- Directed by: Nadya & Bob Gruen
- Starring: Ike Turner Tina Turner
- Distributed by: MVD Visual
- Release date: November 20, 2012;
- Running time: 90 minutes
- Country: United States

= Ike & Tina on the Road: 1971–72 =

On the Road: 1971–72 is a documentary film about Ike & Tina Turner. The footage was assembled by rock photographer Bob Gruen and his wife Nadya. The film was released in 2012 and won the 2014 Living Blues Award for Best Blues DVD of 2013.

== Film content ==
Photographer Bob Gruen first saw Ike & Tina Turner perform at New York City in 1969. After Gruen took photos of them performing at the Honka Monka nightclub in Queens in 1970, he showed the photos to Ike Turner. Turner invited him to work with them and they developed a friendship. On the Road: 1971–72 features footage of Ike & Tina Turner performing on tour and behind the scenes.

In 2018, Gruen wrote on Please Kill Me:When I met them I had just gotten one of the first video recorders, the Sony Portapac, which you lugged around in a 40-pound box. You could film maybe 30 minutes at a time. It's so funny that everyone now carries around their own private video cameras inside their phones, but using that bulky equipment, I made a lot of video tapes for them; Tina liked being able to show the tapes to the Ikettes right after the show to help improve their act. But I also made a lot of videos of Ike and Tina over the years, not just on stage, but as regular people, at their home, cooking, etc.

Aim: Rewrite the film entry starting at "On the Road: 1971–72 is" and ending after "DVD of 2013.", with "rock photographer" changed to "music photographer".

(Excerpts of bounding box data)
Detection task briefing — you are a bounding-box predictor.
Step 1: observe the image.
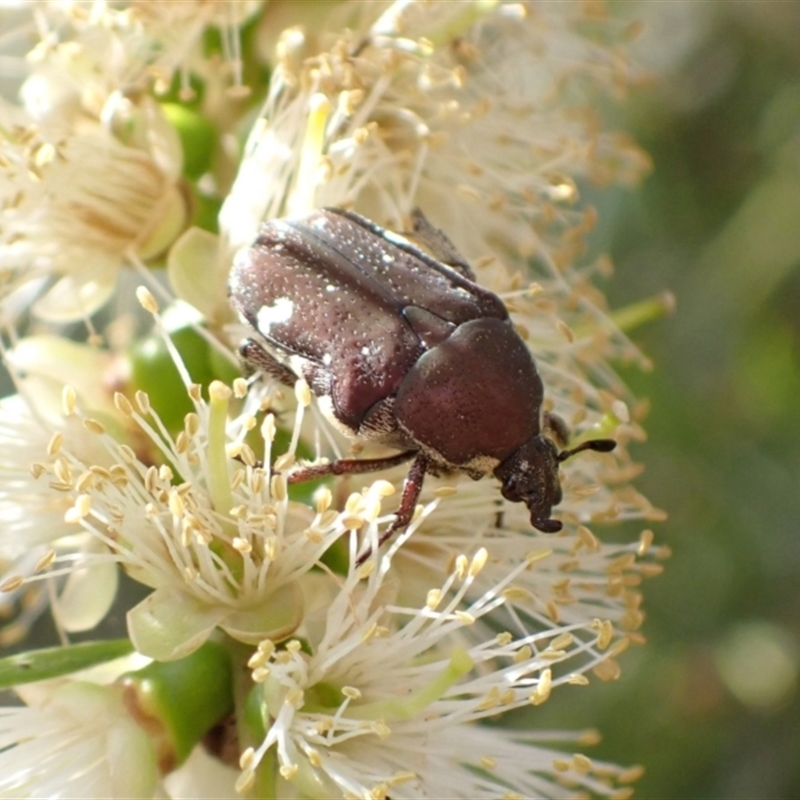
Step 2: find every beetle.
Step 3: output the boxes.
[228,208,616,561]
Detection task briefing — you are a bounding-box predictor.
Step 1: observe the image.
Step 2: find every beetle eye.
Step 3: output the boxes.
[531,514,564,533]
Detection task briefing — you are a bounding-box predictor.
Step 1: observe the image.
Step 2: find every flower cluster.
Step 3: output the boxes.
[0,0,666,800]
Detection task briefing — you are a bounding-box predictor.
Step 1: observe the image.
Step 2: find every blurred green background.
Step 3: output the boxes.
[537,6,800,798]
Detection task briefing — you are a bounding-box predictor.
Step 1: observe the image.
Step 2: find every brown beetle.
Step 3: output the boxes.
[229,208,616,559]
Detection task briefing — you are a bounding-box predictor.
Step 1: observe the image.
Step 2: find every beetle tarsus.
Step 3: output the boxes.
[356,453,430,567]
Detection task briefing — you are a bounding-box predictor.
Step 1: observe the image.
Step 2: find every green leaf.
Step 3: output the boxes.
[0,639,133,689]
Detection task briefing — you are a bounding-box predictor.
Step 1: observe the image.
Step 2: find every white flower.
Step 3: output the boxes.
[0,103,185,322]
[0,681,158,800]
[239,550,644,798]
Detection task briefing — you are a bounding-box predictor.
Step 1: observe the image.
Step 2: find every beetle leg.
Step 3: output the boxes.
[542,411,569,447]
[287,450,417,483]
[356,453,430,567]
[239,339,297,386]
[411,208,475,281]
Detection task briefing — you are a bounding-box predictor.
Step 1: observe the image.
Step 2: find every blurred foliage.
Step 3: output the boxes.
[537,6,800,798]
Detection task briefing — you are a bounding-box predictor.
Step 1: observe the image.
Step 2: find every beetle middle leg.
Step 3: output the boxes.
[286,450,417,483]
[411,208,475,281]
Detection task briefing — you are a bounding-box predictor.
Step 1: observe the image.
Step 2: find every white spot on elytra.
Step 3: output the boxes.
[256,297,294,335]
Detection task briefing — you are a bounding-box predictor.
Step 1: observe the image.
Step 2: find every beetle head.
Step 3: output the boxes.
[494,434,617,533]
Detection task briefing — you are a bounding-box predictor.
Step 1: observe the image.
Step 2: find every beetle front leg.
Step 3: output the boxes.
[239,339,297,386]
[356,453,429,567]
[411,208,475,281]
[286,450,417,483]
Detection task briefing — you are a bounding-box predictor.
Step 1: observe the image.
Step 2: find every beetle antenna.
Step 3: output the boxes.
[557,439,617,463]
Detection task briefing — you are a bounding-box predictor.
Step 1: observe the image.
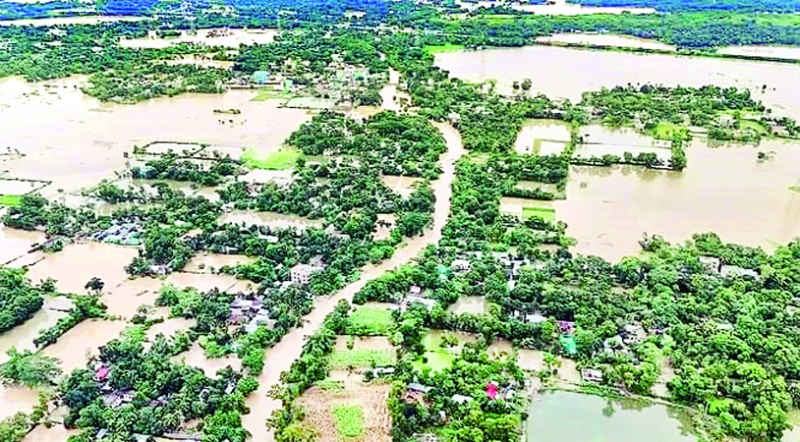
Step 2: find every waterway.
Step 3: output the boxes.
[242,123,464,442]
[436,46,800,119]
[0,76,311,196]
[526,391,697,442]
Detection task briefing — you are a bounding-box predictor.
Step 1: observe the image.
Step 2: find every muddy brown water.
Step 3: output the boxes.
[436,46,800,119]
[242,123,464,442]
[553,141,800,260]
[0,76,311,196]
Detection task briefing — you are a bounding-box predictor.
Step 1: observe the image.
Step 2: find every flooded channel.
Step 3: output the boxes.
[436,46,800,119]
[526,391,697,442]
[242,122,464,442]
[553,140,800,260]
[0,76,311,196]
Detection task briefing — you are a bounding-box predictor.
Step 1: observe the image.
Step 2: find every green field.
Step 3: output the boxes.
[522,207,556,221]
[0,195,22,207]
[425,43,464,54]
[333,405,364,439]
[241,148,301,170]
[346,307,394,336]
[328,348,395,370]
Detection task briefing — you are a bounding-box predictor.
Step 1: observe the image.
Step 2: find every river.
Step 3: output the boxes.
[242,123,464,442]
[526,391,697,442]
[436,46,800,120]
[0,76,311,196]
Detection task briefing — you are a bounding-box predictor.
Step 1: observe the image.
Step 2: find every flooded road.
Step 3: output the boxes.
[553,140,800,261]
[436,46,800,119]
[0,76,311,196]
[242,123,464,442]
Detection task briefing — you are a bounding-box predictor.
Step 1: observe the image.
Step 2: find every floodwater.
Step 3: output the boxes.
[42,319,127,375]
[28,242,138,294]
[170,343,241,374]
[717,45,800,60]
[242,122,464,442]
[120,28,278,48]
[514,120,570,155]
[0,76,311,196]
[0,297,72,364]
[0,226,46,264]
[183,253,255,273]
[0,15,148,27]
[553,140,800,260]
[220,210,324,230]
[536,34,676,52]
[456,0,656,15]
[436,46,800,119]
[526,391,697,442]
[447,296,489,315]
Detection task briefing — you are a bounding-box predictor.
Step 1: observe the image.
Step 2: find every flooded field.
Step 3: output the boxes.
[456,0,656,15]
[0,226,46,264]
[0,15,148,26]
[436,46,800,119]
[536,34,676,51]
[28,243,138,294]
[171,343,242,376]
[42,319,128,374]
[242,123,465,442]
[447,296,489,315]
[0,76,311,196]
[553,141,800,260]
[717,45,800,60]
[526,391,697,442]
[220,210,324,230]
[514,120,570,155]
[183,253,255,273]
[120,28,278,49]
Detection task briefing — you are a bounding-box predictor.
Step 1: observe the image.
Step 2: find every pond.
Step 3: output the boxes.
[526,391,697,442]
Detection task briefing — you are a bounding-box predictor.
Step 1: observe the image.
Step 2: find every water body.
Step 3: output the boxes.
[536,34,675,51]
[553,140,800,260]
[526,391,697,442]
[242,123,465,442]
[0,76,311,196]
[436,46,800,119]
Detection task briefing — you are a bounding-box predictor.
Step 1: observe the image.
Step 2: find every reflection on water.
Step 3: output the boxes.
[0,76,311,196]
[554,141,800,260]
[526,391,696,442]
[436,46,800,119]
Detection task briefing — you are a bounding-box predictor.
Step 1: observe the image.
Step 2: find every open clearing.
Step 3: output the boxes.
[298,385,392,442]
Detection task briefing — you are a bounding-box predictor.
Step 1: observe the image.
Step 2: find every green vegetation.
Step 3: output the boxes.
[328,348,395,370]
[333,405,364,440]
[346,307,394,336]
[241,147,301,170]
[0,195,22,207]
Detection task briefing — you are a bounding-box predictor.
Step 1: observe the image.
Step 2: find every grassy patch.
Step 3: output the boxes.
[347,307,394,336]
[0,195,22,207]
[425,43,464,54]
[328,348,395,370]
[242,148,300,170]
[333,405,364,439]
[522,207,556,221]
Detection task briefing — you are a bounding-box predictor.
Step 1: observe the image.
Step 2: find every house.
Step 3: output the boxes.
[450,394,472,405]
[450,259,472,272]
[94,365,111,382]
[289,264,322,285]
[486,381,499,400]
[581,368,603,382]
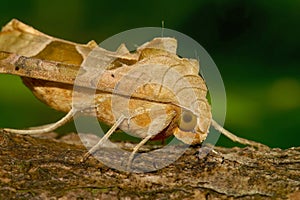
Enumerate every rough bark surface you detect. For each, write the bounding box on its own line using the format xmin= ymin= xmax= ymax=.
xmin=0 ymin=132 xmax=300 ymax=199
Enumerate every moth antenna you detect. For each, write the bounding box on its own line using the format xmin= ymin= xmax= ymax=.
xmin=211 ymin=119 xmax=269 ymax=149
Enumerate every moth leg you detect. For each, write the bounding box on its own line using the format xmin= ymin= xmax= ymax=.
xmin=211 ymin=119 xmax=269 ymax=148
xmin=81 ymin=115 xmax=126 ymax=162
xmin=127 ymin=135 xmax=154 ymax=170
xmin=3 ymin=109 xmax=76 ymax=134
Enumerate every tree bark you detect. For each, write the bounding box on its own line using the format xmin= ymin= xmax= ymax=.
xmin=0 ymin=132 xmax=300 ymax=199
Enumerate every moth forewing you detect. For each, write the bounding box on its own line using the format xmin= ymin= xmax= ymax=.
xmin=0 ymin=20 xmax=268 ymax=170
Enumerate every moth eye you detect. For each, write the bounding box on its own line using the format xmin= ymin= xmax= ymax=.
xmin=179 ymin=111 xmax=197 ymax=131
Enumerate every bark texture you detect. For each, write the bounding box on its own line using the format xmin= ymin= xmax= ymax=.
xmin=0 ymin=132 xmax=300 ymax=199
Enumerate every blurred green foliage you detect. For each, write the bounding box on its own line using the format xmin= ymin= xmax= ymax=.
xmin=0 ymin=0 xmax=300 ymax=148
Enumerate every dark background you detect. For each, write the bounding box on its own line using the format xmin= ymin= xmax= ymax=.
xmin=0 ymin=0 xmax=300 ymax=148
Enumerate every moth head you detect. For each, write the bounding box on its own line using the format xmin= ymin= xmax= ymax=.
xmin=174 ymin=110 xmax=211 ymax=144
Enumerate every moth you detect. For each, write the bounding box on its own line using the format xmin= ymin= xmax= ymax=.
xmin=0 ymin=19 xmax=263 ymax=169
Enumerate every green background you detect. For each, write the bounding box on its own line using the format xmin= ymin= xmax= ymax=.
xmin=0 ymin=0 xmax=300 ymax=148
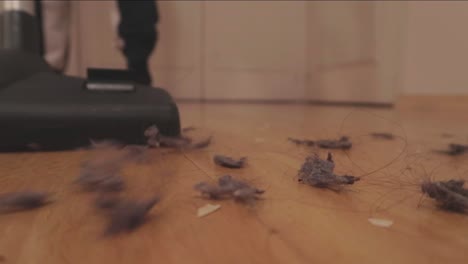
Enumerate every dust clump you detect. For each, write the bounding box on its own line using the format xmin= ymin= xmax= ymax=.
xmin=298 ymin=153 xmax=360 ymax=191
xmin=101 ymin=197 xmax=159 ymax=235
xmin=194 ymin=175 xmax=265 ymax=202
xmin=370 ymin=132 xmax=395 ymax=140
xmin=213 ymin=155 xmax=247 ymax=169
xmin=421 ymin=180 xmax=468 ymax=213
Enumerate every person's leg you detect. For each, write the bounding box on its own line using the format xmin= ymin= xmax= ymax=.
xmin=41 ymin=0 xmax=70 ymax=72
xmin=117 ymin=0 xmax=159 ymax=84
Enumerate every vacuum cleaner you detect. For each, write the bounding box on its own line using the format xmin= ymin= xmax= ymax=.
xmin=0 ymin=1 xmax=180 ymax=151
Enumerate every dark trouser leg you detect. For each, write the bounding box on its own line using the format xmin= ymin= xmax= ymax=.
xmin=118 ymin=0 xmax=158 ymax=84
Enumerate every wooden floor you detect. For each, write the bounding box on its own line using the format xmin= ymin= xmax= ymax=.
xmin=0 ymin=99 xmax=468 ymax=264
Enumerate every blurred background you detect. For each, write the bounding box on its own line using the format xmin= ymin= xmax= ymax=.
xmin=4 ymin=1 xmax=468 ymax=104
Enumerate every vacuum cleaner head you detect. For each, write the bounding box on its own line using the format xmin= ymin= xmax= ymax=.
xmin=0 ymin=50 xmax=180 ymax=151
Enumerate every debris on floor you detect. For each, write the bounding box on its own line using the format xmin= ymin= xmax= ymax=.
xmin=213 ymin=155 xmax=247 ymax=169
xmin=288 ymin=137 xmax=352 ymax=149
xmin=187 ymin=136 xmax=212 ymax=149
xmin=254 ymin=137 xmax=265 ymax=143
xmin=440 ymin=133 xmax=453 ymax=138
xmin=0 ymin=191 xmax=50 ymax=213
xmin=421 ymin=180 xmax=468 ymax=213
xmin=75 ymin=161 xmax=125 ymax=192
xmin=194 ymin=175 xmax=265 ymax=202
xmin=288 ymin=137 xmax=315 ymax=147
xmin=182 ymin=126 xmax=197 ymax=133
xmin=367 ymin=218 xmax=393 ymax=227
xmin=315 ymin=137 xmax=352 ymax=149
xmin=298 ymin=153 xmax=360 ymax=191
xmin=144 ymin=125 xmax=212 ymax=149
xmin=197 ymin=204 xmax=221 ymax=217
xmin=437 ymin=143 xmax=468 ymax=156
xmin=370 ymin=132 xmax=395 ymax=140
xmin=101 ymin=197 xmax=159 ymax=235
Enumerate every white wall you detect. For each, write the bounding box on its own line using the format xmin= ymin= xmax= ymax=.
xmin=401 ymin=1 xmax=468 ymax=94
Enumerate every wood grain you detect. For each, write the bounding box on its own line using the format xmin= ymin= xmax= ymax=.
xmin=0 ymin=99 xmax=468 ymax=264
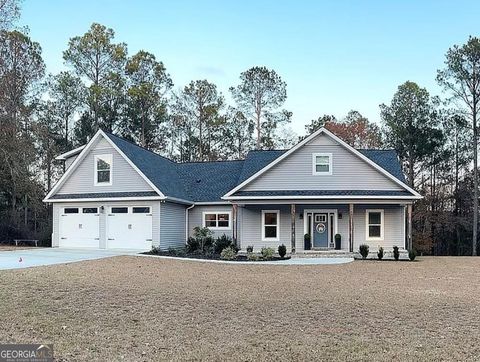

Exercise answer:
On the Road: 1971–72 is a documentary film about Ike & Tina Turner. The footage was assembled by music photographer Bob Gruen and his wife Nadya. The film was released in 2012 and won the 2014 Living Blues Award for Best Blues DVD of 2013.